• **Tasks to complete**
#1 Decide whether each statement agrees with the text on Peter and the papacy, answering yes or no and quoting the deciding words. (a) Jesus gave Peter the role of shepherding the whole Church on the shore of Tiberias after the Resurrection. (b) The Church has had about twenty corrupt popes. (c) Seventy-eight popes have been beatified.
#2 According to the text on Peter and the papacy, where did Peter confess Jesus as the Messiah and Son of the Living God?
#3 Pick up the text on Peter and the papacy after its final sentence and keep writing.

═══ Source text

Christ, who formed his Church as a
communio, did not leave his followers without the means to remain one. Christ instituted the Twelve to lead his Church. “He constituted [them] in the form of a college or permanent assembly, at the head of which he placed Peter, chosen from among them"
(Lumen Gentium, 19). The Good Shepherd conferred on Peter the task of keeping the Church united as one flock, as one
communio of truth and life.
When Peter confessed Jesus as the Messiah and Son of the Living God at Caesarea Philippi, Jesus said to Peter, “
You are Peter and on this rock I will build my Church” (Mt 16:18). Peter was to have a foundational role in the life of the Church. At the Last Supper, Jesus already knew that the Evil One would scatter his flock. Because of the role Jesus was giving Peter, he told him, “
I have prayed for you, Simon, that your faith may not fail, and once you have recovered, you in your turn must strengthen your brothers” (Lk 22:32). Finally, after the Resurrection, Jesus solemnly commissioned Peter with his special role of shepherding the whole Church when he told him three times on the shore of Tiberias, “
Feed my lambs” (Jn 21:15-17).
This pastoral office belongs to the Church's very foundation. It continues in every age. Thus, in the mystery of God’s providence for the unity of the Church, the Pope, Bishop of Rome and Peter's successor, "is the perpetual and visible source and foundation of the unity both of the bishops and of the whole company of the faithful" (
Lumen Gentium, 22, 2).
Despite their office, some popes, such as John XII (937-964), the Borgia Alexander VI (1492-1503) and the Medici Clement VII (1523-1534), were no saints. Throughout her history, the Church has had to endure about ten corrupt popes. However, there have been 78 popes canonized and 9 beatified. In recent times, the face of the papacy has shown with the light of great holiness in Pius XII (1939-1958), John XXIII (1958-1963), Paul VI (1963-1978), John Paul I (1978), and John Paul II (1978-2005).

══════
═══ Data for review

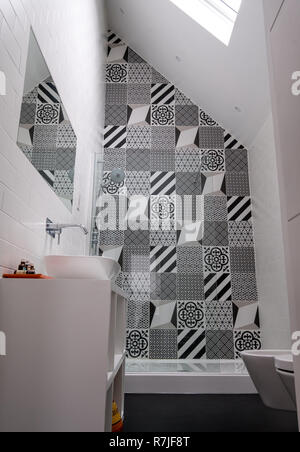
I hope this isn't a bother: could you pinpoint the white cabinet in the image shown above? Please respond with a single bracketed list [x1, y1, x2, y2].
[0, 280, 126, 432]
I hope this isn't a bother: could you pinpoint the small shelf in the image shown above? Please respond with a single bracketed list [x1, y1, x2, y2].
[107, 352, 126, 390]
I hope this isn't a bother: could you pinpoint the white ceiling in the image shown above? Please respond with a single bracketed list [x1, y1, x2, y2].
[107, 0, 270, 145]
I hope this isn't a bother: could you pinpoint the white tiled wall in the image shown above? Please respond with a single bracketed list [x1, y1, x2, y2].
[0, 0, 106, 276]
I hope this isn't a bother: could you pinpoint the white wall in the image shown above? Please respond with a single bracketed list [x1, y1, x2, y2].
[249, 113, 291, 349]
[0, 0, 106, 275]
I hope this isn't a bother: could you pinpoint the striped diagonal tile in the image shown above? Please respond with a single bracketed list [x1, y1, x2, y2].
[178, 329, 206, 359]
[104, 126, 127, 148]
[38, 82, 61, 104]
[151, 83, 175, 105]
[151, 171, 176, 196]
[215, 274, 232, 301]
[204, 273, 232, 301]
[227, 196, 252, 221]
[224, 131, 245, 149]
[150, 246, 177, 273]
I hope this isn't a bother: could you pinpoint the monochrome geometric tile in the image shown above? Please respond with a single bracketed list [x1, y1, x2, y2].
[178, 328, 206, 359]
[105, 105, 127, 126]
[56, 123, 77, 148]
[199, 173, 226, 196]
[151, 126, 175, 151]
[126, 149, 150, 171]
[150, 195, 176, 223]
[126, 171, 150, 197]
[176, 105, 199, 127]
[177, 301, 205, 330]
[203, 246, 230, 274]
[106, 64, 128, 83]
[104, 126, 126, 148]
[99, 31, 260, 360]
[128, 83, 151, 105]
[150, 329, 177, 359]
[20, 103, 36, 125]
[124, 229, 150, 247]
[204, 196, 227, 221]
[199, 126, 224, 149]
[176, 147, 201, 173]
[227, 196, 252, 222]
[35, 102, 60, 125]
[226, 172, 250, 196]
[199, 109, 219, 127]
[228, 221, 254, 247]
[151, 171, 176, 196]
[127, 105, 151, 126]
[123, 273, 150, 302]
[152, 68, 169, 84]
[127, 301, 150, 329]
[226, 149, 248, 173]
[151, 105, 175, 126]
[206, 330, 234, 360]
[205, 301, 233, 331]
[151, 83, 175, 105]
[126, 329, 149, 359]
[151, 273, 177, 300]
[177, 273, 204, 301]
[150, 150, 175, 172]
[177, 246, 203, 275]
[230, 247, 255, 273]
[128, 64, 152, 84]
[201, 150, 225, 172]
[127, 126, 151, 149]
[122, 246, 150, 273]
[150, 245, 177, 273]
[176, 126, 199, 148]
[202, 221, 229, 246]
[150, 301, 177, 330]
[99, 230, 124, 247]
[233, 301, 260, 330]
[105, 83, 128, 105]
[175, 88, 194, 105]
[104, 148, 126, 171]
[150, 231, 177, 247]
[231, 273, 258, 301]
[176, 172, 201, 196]
[234, 331, 262, 359]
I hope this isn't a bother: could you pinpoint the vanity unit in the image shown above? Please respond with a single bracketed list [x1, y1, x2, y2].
[0, 279, 126, 432]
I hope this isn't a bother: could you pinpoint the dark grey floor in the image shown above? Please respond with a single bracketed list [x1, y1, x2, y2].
[125, 394, 298, 433]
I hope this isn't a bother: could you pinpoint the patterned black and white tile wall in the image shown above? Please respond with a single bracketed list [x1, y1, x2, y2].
[18, 77, 77, 210]
[95, 32, 261, 360]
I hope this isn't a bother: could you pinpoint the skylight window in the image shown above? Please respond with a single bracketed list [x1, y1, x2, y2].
[171, 0, 242, 46]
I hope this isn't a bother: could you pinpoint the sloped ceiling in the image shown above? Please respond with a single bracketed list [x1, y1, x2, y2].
[107, 0, 270, 146]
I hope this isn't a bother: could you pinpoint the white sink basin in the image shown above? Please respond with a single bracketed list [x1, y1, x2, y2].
[45, 256, 121, 281]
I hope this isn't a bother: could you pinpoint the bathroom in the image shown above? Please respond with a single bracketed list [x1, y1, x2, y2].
[0, 0, 300, 438]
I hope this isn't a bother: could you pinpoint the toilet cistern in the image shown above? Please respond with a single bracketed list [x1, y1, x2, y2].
[46, 221, 89, 245]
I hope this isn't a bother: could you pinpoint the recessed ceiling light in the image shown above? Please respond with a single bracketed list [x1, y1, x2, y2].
[171, 0, 242, 46]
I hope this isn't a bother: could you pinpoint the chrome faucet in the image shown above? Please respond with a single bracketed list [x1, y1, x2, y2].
[46, 221, 89, 245]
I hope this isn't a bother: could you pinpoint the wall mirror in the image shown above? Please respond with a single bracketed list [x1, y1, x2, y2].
[18, 31, 77, 210]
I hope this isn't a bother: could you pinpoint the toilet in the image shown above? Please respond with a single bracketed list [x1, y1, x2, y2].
[275, 353, 297, 406]
[241, 350, 296, 411]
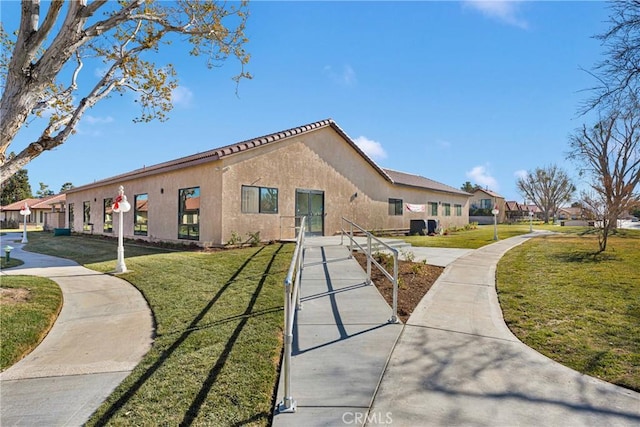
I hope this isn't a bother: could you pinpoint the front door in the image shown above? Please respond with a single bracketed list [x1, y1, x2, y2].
[296, 190, 324, 236]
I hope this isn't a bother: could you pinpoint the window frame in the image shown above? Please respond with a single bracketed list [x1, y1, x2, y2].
[102, 197, 113, 233]
[240, 184, 280, 215]
[389, 197, 404, 216]
[178, 187, 200, 240]
[133, 193, 149, 236]
[82, 200, 93, 231]
[67, 203, 76, 230]
[428, 202, 438, 216]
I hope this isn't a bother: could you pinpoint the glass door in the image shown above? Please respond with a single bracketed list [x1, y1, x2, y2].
[296, 190, 324, 236]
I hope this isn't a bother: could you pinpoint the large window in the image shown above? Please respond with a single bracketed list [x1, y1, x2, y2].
[480, 199, 493, 209]
[82, 202, 93, 231]
[102, 198, 113, 233]
[69, 203, 76, 230]
[178, 187, 200, 240]
[389, 199, 402, 215]
[242, 185, 278, 213]
[133, 194, 149, 236]
[429, 202, 438, 216]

══════

• **Results in order**
#1
(a) Yes: "after the Resurrection, Jesus solemnly commissioned Peter with his special role of shepherding the whole Church when he told him three times on the shore of Tiberias"
(b) No: "the Church has had to endure about ten corrupt popes."
(c) No: "there have been 78 popes canonized and 9 beatified."

#2 At Caesarea Philippi.

#3
History can record the abuses of power, weakness and sins of individual men who have been the successors of Peter. But our faith as Catholics does not rest in man, but in Jesus the Good Shepherd who never abandons us. Despite the serious crises that have disturbed the Church, the Church has held on to the faith handed on by the Apostles. She has preserved all the elements and gifts that God wished the Church to have as his instrument of salvation for the world. The Lord is faithful to his promise to Peter and guides his Church by the power of the Holy Spirit. No human weakness can destroy what God intends.
How blessed we are these days to welcome among us Pope Benedict XVI. He comes as Successor to Peter, as visible head of the Church and the Vicar of Christ on earth. He comes “to proclaim this great truth: Jesus Christ is hope for men and women of every language, race, culture and social condition. Yes, Christ is the face of God present among us. Through him, our lives reach fullness, and together, both as individuals and peoples, we can become a family united by fraternal love, according to the eternal plan of God the Father” (Pope Benedict XVI in his video message to the United States, April 8, 2008). The words and personal witness of our Holy Father is a sign of the love of God who raises up for us a good shepherd for our times.